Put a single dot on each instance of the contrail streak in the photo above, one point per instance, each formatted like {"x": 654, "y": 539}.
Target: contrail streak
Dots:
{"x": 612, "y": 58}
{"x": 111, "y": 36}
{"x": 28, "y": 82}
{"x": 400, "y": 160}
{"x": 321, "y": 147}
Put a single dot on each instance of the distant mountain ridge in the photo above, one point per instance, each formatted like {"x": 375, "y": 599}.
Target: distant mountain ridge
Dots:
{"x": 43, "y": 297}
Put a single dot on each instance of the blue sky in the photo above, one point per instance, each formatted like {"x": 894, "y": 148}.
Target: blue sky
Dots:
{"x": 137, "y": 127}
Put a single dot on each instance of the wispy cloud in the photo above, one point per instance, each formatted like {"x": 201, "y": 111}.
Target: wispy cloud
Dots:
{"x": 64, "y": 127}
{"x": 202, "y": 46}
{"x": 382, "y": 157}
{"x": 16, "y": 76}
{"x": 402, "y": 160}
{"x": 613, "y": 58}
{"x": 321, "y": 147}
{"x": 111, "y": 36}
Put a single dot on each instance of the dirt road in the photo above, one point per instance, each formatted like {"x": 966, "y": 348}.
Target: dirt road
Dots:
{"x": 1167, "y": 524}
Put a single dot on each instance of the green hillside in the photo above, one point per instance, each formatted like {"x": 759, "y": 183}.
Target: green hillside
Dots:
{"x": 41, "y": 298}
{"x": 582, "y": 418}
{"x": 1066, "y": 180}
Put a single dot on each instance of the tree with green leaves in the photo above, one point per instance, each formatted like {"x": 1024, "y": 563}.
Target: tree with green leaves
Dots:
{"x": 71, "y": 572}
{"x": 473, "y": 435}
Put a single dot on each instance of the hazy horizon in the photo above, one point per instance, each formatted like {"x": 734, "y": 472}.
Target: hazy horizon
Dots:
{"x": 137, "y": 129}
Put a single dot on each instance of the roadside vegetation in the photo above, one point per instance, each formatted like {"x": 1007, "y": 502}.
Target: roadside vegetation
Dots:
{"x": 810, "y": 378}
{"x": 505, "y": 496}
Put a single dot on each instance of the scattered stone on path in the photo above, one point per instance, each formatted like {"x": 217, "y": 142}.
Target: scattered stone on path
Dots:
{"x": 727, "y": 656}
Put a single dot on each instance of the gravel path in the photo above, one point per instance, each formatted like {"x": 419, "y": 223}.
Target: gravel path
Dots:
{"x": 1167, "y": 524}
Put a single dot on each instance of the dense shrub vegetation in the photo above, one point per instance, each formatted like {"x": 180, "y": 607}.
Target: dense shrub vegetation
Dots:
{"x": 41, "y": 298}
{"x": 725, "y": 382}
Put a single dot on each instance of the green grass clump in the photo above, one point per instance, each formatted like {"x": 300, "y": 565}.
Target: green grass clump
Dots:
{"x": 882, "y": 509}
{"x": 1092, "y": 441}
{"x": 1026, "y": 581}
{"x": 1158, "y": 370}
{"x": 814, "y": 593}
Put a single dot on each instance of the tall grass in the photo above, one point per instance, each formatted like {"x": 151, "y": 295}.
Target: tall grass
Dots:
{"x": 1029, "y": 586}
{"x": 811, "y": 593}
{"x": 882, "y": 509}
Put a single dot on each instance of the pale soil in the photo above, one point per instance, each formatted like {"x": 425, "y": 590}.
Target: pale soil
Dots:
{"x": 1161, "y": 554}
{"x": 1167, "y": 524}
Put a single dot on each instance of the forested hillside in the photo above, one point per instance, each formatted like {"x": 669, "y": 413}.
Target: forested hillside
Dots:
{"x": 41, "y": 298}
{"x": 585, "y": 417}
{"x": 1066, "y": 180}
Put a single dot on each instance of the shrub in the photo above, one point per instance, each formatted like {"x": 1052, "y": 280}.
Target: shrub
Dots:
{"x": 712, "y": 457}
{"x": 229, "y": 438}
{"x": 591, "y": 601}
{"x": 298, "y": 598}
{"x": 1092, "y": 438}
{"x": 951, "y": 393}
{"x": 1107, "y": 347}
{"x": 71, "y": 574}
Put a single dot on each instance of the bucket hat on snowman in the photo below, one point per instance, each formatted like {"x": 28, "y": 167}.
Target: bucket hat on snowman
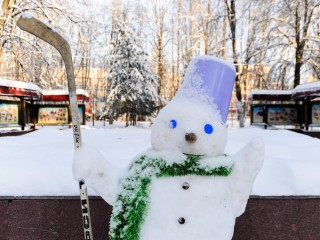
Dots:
{"x": 209, "y": 80}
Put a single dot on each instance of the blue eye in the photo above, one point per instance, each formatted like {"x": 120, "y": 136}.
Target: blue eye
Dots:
{"x": 173, "y": 124}
{"x": 208, "y": 129}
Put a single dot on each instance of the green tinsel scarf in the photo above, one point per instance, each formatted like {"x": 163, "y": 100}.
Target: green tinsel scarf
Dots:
{"x": 129, "y": 210}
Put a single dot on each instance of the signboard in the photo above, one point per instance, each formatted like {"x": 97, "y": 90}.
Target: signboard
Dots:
{"x": 257, "y": 114}
{"x": 315, "y": 113}
{"x": 53, "y": 115}
{"x": 282, "y": 115}
{"x": 9, "y": 113}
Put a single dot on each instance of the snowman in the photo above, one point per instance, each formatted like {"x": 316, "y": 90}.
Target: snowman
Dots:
{"x": 185, "y": 187}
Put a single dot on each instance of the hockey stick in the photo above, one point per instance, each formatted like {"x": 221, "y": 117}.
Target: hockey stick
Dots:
{"x": 38, "y": 28}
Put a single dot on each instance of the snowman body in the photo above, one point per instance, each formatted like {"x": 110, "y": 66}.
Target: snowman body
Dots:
{"x": 187, "y": 208}
{"x": 185, "y": 187}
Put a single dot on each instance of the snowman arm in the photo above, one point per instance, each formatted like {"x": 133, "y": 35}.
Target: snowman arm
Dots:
{"x": 247, "y": 164}
{"x": 102, "y": 176}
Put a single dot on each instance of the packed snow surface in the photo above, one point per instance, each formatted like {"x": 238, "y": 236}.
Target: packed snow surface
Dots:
{"x": 40, "y": 163}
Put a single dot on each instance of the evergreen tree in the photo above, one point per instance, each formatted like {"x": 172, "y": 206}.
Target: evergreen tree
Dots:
{"x": 131, "y": 83}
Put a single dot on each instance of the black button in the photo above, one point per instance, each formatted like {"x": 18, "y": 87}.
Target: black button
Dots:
{"x": 185, "y": 185}
{"x": 181, "y": 220}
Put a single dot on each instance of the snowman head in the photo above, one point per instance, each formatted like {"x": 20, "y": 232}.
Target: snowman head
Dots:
{"x": 194, "y": 121}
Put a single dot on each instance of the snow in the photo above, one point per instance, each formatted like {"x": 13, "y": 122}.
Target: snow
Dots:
{"x": 40, "y": 163}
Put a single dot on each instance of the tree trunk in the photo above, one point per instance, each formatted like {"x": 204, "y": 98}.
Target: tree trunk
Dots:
{"x": 231, "y": 12}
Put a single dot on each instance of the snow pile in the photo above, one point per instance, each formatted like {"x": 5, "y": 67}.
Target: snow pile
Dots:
{"x": 40, "y": 163}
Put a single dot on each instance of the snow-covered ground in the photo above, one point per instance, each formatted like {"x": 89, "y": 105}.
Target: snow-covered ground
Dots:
{"x": 40, "y": 163}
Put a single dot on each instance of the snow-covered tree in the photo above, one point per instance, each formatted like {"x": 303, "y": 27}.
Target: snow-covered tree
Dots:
{"x": 131, "y": 82}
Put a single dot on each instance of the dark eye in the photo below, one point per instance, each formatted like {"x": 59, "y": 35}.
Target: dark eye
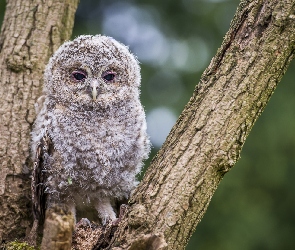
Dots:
{"x": 109, "y": 76}
{"x": 78, "y": 75}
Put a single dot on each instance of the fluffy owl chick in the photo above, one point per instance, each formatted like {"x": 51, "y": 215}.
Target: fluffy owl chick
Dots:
{"x": 89, "y": 138}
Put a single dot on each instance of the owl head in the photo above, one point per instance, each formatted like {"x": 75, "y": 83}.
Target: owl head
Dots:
{"x": 92, "y": 71}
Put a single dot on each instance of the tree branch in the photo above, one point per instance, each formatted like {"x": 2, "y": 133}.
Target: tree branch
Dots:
{"x": 208, "y": 137}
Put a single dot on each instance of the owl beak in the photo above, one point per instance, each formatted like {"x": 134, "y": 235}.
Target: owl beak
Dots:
{"x": 94, "y": 86}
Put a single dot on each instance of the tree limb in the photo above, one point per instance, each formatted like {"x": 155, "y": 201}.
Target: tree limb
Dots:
{"x": 208, "y": 137}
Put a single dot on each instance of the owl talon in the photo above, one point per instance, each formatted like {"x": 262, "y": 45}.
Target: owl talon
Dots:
{"x": 84, "y": 222}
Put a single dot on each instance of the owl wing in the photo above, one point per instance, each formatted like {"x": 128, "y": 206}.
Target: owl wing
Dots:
{"x": 44, "y": 149}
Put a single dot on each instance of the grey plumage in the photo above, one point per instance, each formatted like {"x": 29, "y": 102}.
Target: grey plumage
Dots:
{"x": 93, "y": 123}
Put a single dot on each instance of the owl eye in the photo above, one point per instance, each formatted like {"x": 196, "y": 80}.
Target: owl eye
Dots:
{"x": 78, "y": 75}
{"x": 109, "y": 76}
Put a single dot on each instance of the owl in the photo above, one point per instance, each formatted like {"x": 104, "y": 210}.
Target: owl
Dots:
{"x": 89, "y": 138}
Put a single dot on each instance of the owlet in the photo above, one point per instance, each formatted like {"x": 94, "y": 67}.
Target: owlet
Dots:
{"x": 89, "y": 138}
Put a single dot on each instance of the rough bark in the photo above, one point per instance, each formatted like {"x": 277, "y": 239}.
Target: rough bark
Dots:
{"x": 31, "y": 32}
{"x": 203, "y": 145}
{"x": 208, "y": 137}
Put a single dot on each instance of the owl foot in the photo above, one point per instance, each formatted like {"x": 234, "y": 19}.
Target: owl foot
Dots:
{"x": 84, "y": 222}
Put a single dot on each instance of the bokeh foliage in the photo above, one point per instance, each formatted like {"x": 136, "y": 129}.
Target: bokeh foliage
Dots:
{"x": 253, "y": 207}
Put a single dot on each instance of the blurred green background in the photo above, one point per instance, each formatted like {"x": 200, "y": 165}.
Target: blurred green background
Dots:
{"x": 253, "y": 208}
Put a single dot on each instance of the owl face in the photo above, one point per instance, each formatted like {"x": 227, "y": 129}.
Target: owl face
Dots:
{"x": 92, "y": 71}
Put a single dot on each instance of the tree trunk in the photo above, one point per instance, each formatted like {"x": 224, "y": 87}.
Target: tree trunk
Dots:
{"x": 31, "y": 32}
{"x": 208, "y": 137}
{"x": 203, "y": 145}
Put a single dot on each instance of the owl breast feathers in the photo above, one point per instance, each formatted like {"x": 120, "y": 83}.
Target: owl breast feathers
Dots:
{"x": 89, "y": 138}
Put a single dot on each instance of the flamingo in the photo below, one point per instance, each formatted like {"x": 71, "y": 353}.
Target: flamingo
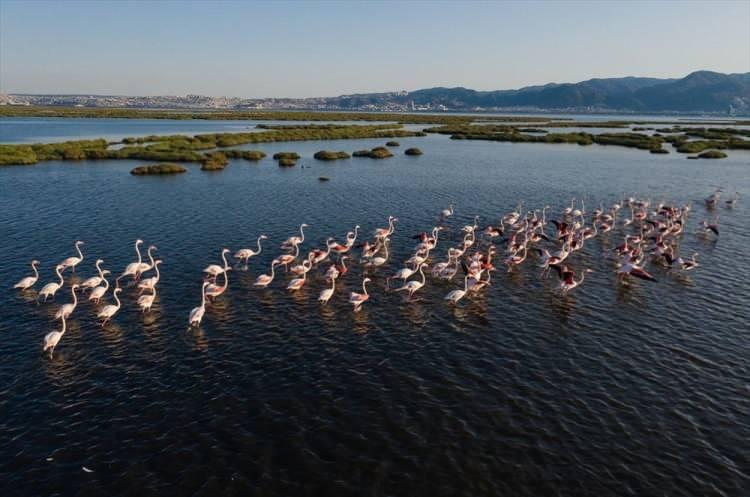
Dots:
{"x": 567, "y": 277}
{"x": 319, "y": 255}
{"x": 132, "y": 268}
{"x": 98, "y": 292}
{"x": 379, "y": 261}
{"x": 297, "y": 283}
{"x": 634, "y": 270}
{"x": 264, "y": 280}
{"x": 293, "y": 241}
{"x": 382, "y": 233}
{"x": 213, "y": 290}
{"x": 29, "y": 281}
{"x": 94, "y": 281}
{"x": 196, "y": 315}
{"x": 454, "y": 296}
{"x": 215, "y": 270}
{"x": 326, "y": 293}
{"x": 108, "y": 311}
{"x": 336, "y": 270}
{"x": 246, "y": 254}
{"x": 146, "y": 266}
{"x": 73, "y": 261}
{"x": 50, "y": 289}
{"x": 150, "y": 283}
{"x": 146, "y": 301}
{"x": 301, "y": 269}
{"x": 67, "y": 309}
{"x": 402, "y": 274}
{"x": 287, "y": 259}
{"x": 357, "y": 299}
{"x": 52, "y": 338}
{"x": 710, "y": 228}
{"x": 414, "y": 285}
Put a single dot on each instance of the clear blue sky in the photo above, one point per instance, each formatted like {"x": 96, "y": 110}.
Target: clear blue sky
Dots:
{"x": 296, "y": 49}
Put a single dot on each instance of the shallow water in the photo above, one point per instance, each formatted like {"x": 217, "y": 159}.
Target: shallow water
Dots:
{"x": 639, "y": 389}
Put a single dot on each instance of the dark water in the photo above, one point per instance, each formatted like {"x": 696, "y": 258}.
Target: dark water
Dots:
{"x": 639, "y": 390}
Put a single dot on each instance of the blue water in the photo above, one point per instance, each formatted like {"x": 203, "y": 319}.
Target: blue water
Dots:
{"x": 639, "y": 389}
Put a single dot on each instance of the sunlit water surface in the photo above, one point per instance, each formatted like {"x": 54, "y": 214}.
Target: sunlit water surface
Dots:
{"x": 639, "y": 389}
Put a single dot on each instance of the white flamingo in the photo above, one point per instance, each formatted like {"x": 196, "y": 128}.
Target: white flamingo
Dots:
{"x": 456, "y": 295}
{"x": 215, "y": 270}
{"x": 414, "y": 285}
{"x": 50, "y": 289}
{"x": 150, "y": 283}
{"x": 52, "y": 338}
{"x": 327, "y": 293}
{"x": 108, "y": 311}
{"x": 196, "y": 315}
{"x": 73, "y": 261}
{"x": 98, "y": 292}
{"x": 146, "y": 301}
{"x": 67, "y": 309}
{"x": 29, "y": 281}
{"x": 244, "y": 255}
{"x": 94, "y": 281}
{"x": 264, "y": 280}
{"x": 357, "y": 299}
{"x": 132, "y": 268}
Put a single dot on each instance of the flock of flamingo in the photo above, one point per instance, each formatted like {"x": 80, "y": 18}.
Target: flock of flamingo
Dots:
{"x": 651, "y": 235}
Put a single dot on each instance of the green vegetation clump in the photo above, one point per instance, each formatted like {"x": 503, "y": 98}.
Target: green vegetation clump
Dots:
{"x": 286, "y": 155}
{"x": 214, "y": 161}
{"x": 330, "y": 155}
{"x": 375, "y": 153}
{"x": 712, "y": 154}
{"x": 156, "y": 169}
{"x": 251, "y": 155}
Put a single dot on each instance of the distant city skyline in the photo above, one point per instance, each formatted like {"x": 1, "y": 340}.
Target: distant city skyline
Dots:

******************************

#### [To be done]
Write out exactly the final stretch of the records: the line containing "Put a single dot on each instance of the green vegetation" and every line after it, through the last, and nothing else.

#### [Expected answer]
Put a single dot on each instance of the green vegetation clump in the photo above, one point per instance, each formatted like {"x": 503, "y": 98}.
Target: green vegetation clump
Dots:
{"x": 286, "y": 155}
{"x": 214, "y": 161}
{"x": 330, "y": 155}
{"x": 375, "y": 153}
{"x": 712, "y": 154}
{"x": 156, "y": 169}
{"x": 251, "y": 155}
Put a single dot on each instance of the distant city skyline in the photo above, one point per instance, each formatted like {"x": 1, "y": 340}.
Target: distant city skyline
Dots:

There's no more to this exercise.